_WORK TASK_:
Resume the piece about the ten-inmate escape from the Orleans Justice Center, writing on from its final sentence.

START EXCERPT PROVIDED

It’s a typical night shift at the Orleans Justice Center. The guards are drinking coffee, likely bickering whose turn it is to monitor the security monitors, and somewhere—way down in one of the dirtier cell blocks—a group of guys are gazing at a toilet like it’s the path to freedom.
Because, well… it was.
Let’s Rewind
Sometime before May 16, a group of 10 inmates—some accused of murder, armed robbery, or general chaos—discovered a hole behind a toilet. Now, for most people, a hole behind a toilet would be the end of the story. You’d file a maintenance report, complain about plumbing, and go back to your day.
But not these guys. Oh no. These boys looked at that broken-up drywall and said, “You know what? Let’s Ocean’s Eleven this thing.”
Except they did not have George Clooney, but Kendall Myles (a second-degree murder charge), and slick tuxedos did not fit the bill, but orange jumpsuits and raw desperation did.
Step 1: The Toilet Plan™
So someone, presumably the group’s unofficial “contractor,” gets the brilliant idea to test the hole. It leads into a “pipe chase” — basically the narrow space between cells, not designed for escape artists, but apparently very accommodating if you’ve skipped a few prison meals.
They crawled through one by one, pushing through the dusty rusty junk, likely not trying to cough too hard because quiet was a priority. Then they crawled through the maze like rats through a Marvel movie’s ventilation shaft. Their last boss? Barbed wire.
But they were prepared. Blankets. Yes. Actual blankets, which they spread out on top of the fence to climb over without cutting themselves open like pepperoni.
I mean… at least, credit them for creativity and cooperation.
Step 2: “Wait… Where’d They Go?”
Here’s the punchline: Nobody noticed. For more than seven hours, no one was aware that 10 prisoners had escaped from jail Houdini-style.
That’s like losing a whole basketball team and subs, and not knowing it until you go to look at the scoreboard.
Eventually, at the 8:30 a.m. count (I’m assuming was not their morning coffee), someone scrunches up his face and says, “Wait. didn’t we have more guys here last night?“
Cut to complete pandemonium as guards dash in all directions, alarms shriek, and someone in management blanksly glares at a hole behind the toilet as if it wronged them personally.
Step 3: The Fallout (a.k.a. “Uh… Who Was Watching the Cameras?”)
Cue the investigation.
Turns out, security wasn’t just loose — it didn’t exist. Locks? Broken. Cameras? Not monitored. Employees? Suspended. And now, a group of guys are loose in the wild, with murder charges and homemade escape tactics.
Three of them were finally apprehended—Myles, Moody, and Dennis. The rest? Well, they’re still at large, likely arguing over who gets to play whom in the inevitable Netflix miniseries.

END EXCERPT PROVIDED
START DATA PROVIDED

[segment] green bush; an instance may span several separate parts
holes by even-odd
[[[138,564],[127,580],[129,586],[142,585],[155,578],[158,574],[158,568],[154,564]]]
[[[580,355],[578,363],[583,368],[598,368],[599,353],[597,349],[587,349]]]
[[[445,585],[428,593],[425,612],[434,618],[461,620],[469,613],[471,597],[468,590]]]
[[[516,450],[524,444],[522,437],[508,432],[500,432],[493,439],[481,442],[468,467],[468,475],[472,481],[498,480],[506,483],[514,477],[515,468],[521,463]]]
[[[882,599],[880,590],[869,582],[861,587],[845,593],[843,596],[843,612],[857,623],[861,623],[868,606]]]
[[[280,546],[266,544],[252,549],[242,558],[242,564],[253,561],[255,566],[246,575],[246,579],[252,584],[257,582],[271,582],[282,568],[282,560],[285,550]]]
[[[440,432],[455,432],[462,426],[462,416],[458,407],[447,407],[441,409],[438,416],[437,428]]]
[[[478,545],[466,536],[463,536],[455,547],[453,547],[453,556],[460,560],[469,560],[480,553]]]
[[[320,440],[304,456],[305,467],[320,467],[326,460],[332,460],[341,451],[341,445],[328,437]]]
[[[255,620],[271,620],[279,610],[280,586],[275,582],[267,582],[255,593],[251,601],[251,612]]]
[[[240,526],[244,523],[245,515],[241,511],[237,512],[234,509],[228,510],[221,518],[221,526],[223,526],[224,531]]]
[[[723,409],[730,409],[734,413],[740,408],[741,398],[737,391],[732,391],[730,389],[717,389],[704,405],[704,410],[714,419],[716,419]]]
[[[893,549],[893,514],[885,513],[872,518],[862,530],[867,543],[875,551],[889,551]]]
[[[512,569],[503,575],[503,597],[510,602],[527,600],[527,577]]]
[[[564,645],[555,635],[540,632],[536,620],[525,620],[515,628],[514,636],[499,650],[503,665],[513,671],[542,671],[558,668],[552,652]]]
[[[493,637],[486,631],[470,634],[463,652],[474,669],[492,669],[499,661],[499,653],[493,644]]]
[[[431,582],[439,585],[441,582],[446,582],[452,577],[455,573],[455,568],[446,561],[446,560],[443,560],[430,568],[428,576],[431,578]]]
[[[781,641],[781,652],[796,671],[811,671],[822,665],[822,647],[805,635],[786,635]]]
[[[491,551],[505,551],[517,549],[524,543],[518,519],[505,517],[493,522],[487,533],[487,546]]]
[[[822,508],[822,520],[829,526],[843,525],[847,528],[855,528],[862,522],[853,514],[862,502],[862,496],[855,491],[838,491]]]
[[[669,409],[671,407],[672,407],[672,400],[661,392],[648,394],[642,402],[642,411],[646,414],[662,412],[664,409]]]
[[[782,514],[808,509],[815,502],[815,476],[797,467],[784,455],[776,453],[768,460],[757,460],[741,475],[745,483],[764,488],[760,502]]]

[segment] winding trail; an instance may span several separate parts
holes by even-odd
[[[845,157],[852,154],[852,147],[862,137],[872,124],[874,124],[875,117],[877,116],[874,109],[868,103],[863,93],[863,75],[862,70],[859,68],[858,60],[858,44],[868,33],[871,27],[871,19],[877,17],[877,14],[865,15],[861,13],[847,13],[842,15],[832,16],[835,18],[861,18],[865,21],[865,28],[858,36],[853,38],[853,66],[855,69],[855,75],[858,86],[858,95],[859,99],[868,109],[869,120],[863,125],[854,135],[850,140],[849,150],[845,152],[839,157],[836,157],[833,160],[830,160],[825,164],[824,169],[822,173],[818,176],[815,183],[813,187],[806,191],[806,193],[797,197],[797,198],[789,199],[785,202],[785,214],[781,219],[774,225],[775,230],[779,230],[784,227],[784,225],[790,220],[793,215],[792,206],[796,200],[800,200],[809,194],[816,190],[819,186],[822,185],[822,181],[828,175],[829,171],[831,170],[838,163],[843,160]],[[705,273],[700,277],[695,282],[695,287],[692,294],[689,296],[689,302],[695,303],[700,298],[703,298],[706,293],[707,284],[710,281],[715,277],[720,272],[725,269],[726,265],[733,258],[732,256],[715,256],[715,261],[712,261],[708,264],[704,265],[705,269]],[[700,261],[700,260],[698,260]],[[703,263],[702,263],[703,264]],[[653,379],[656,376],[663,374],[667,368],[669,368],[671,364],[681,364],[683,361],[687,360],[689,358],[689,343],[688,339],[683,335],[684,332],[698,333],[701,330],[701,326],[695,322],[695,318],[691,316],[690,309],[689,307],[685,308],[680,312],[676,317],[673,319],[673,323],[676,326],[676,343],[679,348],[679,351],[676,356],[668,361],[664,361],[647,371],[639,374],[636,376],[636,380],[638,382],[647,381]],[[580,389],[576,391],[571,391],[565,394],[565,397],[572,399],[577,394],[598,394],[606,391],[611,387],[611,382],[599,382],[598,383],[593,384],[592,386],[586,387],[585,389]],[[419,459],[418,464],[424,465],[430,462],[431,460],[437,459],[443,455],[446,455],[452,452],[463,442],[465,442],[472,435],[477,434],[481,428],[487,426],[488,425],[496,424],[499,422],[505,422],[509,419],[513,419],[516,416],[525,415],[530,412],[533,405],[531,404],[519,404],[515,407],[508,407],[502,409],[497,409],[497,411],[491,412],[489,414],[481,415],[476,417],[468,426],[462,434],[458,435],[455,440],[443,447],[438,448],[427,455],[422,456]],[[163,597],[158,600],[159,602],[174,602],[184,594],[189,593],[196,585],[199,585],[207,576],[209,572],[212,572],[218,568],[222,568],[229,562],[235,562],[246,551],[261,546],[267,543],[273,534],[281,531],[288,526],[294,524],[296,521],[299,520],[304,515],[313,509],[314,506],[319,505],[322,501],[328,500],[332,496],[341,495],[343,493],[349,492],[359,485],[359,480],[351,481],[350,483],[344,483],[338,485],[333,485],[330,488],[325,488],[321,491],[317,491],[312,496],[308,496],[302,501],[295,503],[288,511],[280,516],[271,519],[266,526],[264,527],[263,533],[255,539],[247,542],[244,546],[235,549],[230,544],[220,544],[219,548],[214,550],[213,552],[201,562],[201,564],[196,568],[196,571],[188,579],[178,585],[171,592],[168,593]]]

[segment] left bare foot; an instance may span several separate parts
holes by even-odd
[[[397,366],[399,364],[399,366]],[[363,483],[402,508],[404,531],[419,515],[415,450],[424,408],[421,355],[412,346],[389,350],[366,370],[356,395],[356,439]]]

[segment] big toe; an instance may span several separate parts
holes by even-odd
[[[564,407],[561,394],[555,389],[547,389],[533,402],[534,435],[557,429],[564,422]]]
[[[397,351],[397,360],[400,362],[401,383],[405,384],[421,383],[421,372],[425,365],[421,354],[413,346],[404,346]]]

END DATA PROVIDED

_RESPONSE TO THIS TASK_:
The Conspiracy Spice: Inside Job?
Now here’s the juicy part. There’s suspicion that this whole thing may have had help from inside.
Faulty locks? Nobody noticing it for 7 hours? Come on, even a half-asleep raccoon would have set off more security.
Three workers were suspended, which in retail speak is essentially “we think you did something, but we don’t want to get sued just yet.” Investigators are now exploring if someone left several doors unlocked on purpose—or simply didn’t care anymore.
Faction-Style Backstory: Let’s Pretend This is a Sitcom Episode
Let’s pretend this in a Faction Universe (you know, like your retail tale):
Ten misfits stuck in a busted system. Their leader: Myles—grumpy, genius, always plotting three toilet holes ahead.
The tech expert? Most likely Moody, whose worst offense was telling you how airflow works in a pipe chase.
The “blanket guy,” Dennis, was forever famous for the words, “Trust me, barbed wire won’t hurt you if it’s cozy.
They’d communicate in code, hushed over cryptic meatloaf, using ketchup packets and pilfered crayons to make maps.
There was a daily drill. There was a new hope every guard who over-yawned.
And then the day finally arrived, and they didn’t just break out—they disappeared.
Epilogue: America’s Got Escapes
And here we are. Officials are in a tizzy. Citizens are calling for explanations. And somewhere, a prison guard is most likely regretting that long bathroom break.
Meanwhile, the remaining inmates on the loose? They’re hiding in a crawl space, attempting to blend at a laundromat, or authoring a collective memoir entitled “The Toilet Route: A Journey to Freedom (And Mild Tetanus).
Either way, the only crazier thing than the way they escaped… is that they managed to get away with it.